* BEGIN *
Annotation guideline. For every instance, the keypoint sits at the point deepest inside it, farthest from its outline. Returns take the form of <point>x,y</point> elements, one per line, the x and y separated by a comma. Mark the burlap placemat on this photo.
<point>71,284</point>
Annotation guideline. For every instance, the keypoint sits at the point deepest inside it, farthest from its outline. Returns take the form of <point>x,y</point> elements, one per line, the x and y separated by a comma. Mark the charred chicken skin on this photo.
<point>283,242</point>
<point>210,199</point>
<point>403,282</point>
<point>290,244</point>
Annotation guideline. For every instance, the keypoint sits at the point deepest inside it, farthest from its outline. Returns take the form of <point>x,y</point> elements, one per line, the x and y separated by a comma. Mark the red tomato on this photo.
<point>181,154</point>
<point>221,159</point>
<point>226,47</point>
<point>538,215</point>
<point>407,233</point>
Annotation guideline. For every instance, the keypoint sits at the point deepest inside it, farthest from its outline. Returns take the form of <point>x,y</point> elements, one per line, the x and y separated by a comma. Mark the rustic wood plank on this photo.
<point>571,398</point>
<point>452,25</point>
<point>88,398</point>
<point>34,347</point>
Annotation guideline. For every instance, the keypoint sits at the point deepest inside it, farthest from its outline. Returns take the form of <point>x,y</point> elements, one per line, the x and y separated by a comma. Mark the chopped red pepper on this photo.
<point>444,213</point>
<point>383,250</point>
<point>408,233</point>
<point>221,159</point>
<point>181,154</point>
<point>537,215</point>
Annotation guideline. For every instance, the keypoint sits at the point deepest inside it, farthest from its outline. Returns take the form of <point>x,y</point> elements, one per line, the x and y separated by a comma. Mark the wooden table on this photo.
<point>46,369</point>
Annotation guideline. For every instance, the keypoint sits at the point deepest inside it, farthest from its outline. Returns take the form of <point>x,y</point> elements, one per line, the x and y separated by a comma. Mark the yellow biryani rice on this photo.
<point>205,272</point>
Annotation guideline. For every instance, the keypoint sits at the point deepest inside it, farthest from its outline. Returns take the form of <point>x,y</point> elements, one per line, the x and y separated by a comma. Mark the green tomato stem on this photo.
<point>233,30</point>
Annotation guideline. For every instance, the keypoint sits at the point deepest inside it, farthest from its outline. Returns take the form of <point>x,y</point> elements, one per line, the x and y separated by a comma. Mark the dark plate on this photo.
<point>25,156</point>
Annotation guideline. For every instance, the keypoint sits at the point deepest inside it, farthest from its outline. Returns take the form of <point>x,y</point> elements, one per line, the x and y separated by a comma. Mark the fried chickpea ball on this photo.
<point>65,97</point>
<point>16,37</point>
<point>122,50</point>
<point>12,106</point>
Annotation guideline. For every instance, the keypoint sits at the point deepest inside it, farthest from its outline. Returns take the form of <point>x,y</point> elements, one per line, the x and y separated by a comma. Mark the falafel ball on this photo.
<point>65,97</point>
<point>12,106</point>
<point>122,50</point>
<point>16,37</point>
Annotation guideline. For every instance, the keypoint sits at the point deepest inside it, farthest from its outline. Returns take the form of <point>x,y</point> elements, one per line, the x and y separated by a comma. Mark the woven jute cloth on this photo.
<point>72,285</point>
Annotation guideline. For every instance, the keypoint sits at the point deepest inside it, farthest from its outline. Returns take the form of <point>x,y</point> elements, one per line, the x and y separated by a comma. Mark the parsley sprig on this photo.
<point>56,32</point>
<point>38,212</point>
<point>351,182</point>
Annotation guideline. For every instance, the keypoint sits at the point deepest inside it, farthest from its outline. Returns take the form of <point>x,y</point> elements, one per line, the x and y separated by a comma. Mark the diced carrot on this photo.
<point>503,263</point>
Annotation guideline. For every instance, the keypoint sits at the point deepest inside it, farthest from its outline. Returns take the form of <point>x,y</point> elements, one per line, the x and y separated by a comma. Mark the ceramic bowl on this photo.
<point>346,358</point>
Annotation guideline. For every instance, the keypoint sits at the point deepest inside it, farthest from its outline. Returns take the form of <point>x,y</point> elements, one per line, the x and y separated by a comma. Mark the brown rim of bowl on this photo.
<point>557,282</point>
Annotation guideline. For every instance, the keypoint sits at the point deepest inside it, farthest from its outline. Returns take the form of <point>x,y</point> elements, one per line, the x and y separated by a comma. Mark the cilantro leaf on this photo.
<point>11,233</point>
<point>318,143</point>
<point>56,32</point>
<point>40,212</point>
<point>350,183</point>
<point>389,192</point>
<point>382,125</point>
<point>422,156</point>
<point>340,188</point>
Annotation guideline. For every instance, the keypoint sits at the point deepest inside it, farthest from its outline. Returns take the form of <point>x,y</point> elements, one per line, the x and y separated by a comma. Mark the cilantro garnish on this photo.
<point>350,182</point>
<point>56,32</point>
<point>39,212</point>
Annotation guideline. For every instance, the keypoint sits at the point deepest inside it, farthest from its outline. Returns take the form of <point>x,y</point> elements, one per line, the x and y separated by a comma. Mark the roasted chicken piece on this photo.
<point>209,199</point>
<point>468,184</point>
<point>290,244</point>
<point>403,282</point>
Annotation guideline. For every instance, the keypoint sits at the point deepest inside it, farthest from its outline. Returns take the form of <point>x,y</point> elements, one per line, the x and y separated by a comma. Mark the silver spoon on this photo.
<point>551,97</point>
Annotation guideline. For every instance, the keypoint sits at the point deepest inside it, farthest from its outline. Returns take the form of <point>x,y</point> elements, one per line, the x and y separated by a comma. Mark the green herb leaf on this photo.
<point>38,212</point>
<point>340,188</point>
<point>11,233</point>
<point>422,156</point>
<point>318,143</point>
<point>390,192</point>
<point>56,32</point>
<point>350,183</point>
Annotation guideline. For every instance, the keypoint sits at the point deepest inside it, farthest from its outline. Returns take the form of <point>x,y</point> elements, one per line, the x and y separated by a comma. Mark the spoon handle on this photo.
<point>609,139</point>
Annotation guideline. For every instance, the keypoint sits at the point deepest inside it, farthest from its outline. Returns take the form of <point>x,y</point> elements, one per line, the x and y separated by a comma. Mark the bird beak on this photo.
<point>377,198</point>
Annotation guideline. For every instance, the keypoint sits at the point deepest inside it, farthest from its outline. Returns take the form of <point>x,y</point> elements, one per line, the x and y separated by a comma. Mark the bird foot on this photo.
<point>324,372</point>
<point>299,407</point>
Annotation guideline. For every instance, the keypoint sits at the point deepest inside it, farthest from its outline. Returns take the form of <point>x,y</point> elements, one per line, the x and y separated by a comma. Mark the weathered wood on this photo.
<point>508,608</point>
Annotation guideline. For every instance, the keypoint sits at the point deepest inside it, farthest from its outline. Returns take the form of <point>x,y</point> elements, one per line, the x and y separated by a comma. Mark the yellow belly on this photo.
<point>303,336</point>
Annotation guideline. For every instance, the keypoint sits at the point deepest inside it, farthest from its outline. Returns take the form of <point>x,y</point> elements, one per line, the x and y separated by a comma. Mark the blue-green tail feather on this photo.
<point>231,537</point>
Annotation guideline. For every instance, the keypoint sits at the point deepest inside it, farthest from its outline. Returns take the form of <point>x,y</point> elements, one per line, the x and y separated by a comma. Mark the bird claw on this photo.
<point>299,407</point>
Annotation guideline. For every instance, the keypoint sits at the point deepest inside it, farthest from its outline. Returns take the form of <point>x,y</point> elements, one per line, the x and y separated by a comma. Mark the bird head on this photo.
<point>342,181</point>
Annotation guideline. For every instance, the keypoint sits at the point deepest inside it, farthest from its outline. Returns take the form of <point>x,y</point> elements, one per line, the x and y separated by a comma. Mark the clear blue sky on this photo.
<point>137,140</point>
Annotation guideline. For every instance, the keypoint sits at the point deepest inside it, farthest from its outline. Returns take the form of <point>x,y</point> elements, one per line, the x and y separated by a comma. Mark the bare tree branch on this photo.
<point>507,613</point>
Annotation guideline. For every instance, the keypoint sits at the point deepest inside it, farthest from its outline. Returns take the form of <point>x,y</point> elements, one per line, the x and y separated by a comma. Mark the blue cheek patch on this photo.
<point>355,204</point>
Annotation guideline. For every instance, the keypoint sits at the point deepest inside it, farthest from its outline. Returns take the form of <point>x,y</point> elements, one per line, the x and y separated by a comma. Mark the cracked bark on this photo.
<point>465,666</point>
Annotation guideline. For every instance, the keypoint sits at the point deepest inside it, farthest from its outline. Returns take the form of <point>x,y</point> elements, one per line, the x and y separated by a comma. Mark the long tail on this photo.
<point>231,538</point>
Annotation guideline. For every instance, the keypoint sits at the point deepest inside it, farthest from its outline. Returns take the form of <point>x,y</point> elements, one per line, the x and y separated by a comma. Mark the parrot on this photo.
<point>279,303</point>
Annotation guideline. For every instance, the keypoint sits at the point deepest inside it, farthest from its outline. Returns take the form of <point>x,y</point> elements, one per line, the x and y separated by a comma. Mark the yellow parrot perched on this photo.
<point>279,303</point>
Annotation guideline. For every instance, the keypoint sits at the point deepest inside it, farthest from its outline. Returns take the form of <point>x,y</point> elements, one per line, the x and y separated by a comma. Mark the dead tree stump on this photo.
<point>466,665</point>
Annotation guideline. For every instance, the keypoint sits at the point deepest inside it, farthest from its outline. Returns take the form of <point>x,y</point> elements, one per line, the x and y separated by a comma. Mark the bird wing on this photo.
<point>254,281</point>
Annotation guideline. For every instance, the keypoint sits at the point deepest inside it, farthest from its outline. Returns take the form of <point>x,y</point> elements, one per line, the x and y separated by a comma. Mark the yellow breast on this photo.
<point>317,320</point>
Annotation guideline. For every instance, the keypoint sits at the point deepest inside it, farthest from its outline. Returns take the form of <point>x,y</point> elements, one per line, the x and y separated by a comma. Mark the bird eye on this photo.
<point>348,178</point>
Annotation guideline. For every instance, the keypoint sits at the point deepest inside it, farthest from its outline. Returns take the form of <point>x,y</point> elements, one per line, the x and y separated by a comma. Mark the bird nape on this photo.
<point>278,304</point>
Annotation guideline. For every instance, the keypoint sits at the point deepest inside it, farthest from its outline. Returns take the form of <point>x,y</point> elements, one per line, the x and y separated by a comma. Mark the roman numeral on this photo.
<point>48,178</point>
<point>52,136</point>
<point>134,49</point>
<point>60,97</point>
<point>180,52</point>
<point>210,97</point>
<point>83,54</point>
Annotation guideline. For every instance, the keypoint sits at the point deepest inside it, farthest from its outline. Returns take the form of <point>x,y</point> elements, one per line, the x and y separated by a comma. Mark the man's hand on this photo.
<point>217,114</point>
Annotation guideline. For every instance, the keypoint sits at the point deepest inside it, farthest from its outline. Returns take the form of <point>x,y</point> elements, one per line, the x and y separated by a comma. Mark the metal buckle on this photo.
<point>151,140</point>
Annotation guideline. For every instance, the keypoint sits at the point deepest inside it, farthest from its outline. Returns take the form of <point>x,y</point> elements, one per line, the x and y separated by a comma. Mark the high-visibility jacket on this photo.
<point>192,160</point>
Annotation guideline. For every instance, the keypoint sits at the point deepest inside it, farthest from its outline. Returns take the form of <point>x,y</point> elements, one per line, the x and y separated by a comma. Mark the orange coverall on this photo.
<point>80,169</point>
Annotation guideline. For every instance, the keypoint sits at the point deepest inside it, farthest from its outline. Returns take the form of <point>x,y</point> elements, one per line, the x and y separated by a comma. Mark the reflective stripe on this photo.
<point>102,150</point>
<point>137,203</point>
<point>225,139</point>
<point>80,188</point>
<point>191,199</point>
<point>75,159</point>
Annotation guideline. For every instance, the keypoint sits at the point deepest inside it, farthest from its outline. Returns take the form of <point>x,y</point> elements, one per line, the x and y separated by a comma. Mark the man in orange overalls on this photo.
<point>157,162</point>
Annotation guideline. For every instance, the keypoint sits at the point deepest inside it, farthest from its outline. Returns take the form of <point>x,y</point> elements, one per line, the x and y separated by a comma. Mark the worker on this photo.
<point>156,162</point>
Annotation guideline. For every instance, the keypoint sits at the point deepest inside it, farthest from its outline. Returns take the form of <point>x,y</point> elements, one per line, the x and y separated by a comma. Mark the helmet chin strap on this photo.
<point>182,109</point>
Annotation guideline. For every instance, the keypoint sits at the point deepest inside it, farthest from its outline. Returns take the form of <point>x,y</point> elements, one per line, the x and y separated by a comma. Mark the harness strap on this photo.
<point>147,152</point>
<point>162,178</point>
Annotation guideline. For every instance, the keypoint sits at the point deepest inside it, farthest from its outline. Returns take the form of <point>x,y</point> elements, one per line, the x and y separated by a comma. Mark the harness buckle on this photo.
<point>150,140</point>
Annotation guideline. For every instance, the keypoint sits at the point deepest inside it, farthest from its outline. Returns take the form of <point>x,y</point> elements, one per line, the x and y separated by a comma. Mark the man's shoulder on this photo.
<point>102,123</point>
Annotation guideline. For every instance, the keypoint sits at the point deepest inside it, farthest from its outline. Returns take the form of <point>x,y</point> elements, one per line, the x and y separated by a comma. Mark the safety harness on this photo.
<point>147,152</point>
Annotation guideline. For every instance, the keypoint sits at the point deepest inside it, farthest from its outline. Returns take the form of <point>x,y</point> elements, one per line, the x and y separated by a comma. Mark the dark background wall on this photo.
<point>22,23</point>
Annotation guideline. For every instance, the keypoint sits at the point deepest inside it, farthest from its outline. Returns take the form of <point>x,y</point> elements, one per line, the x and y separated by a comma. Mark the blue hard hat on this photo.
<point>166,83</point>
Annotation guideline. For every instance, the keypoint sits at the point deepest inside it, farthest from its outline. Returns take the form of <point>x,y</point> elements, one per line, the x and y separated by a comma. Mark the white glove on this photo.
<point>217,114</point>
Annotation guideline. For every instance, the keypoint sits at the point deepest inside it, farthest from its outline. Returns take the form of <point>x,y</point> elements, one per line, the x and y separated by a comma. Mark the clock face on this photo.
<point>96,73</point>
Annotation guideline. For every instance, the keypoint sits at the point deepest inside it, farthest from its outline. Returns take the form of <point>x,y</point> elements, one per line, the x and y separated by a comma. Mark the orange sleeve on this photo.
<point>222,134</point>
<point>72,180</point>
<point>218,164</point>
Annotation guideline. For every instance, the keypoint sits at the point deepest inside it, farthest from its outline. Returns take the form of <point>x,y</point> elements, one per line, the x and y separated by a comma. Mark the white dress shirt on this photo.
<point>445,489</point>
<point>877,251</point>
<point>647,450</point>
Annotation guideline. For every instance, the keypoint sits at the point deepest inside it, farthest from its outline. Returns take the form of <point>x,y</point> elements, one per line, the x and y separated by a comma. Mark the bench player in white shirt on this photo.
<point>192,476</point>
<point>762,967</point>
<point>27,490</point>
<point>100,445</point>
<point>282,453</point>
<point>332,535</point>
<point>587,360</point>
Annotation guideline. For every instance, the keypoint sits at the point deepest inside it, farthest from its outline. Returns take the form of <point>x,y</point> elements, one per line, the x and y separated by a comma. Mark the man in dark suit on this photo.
* END *
What you have to do: Can you arrange the lines of the records, from the one holding "worker on this photo." through the one holding "<point>156,162</point>", inclusive, as a JSON list of strings with one string per line and any blank lines omitted?

Finished answer:
[
  "Annotation guideline. For every instance, the keypoint sits at the point deepest inside it, farthest from its outline. Returns take the form of <point>x,y</point> elements, one per line, the x and y separated by a comma. Mark the worker on this photo.",
  "<point>156,162</point>"
]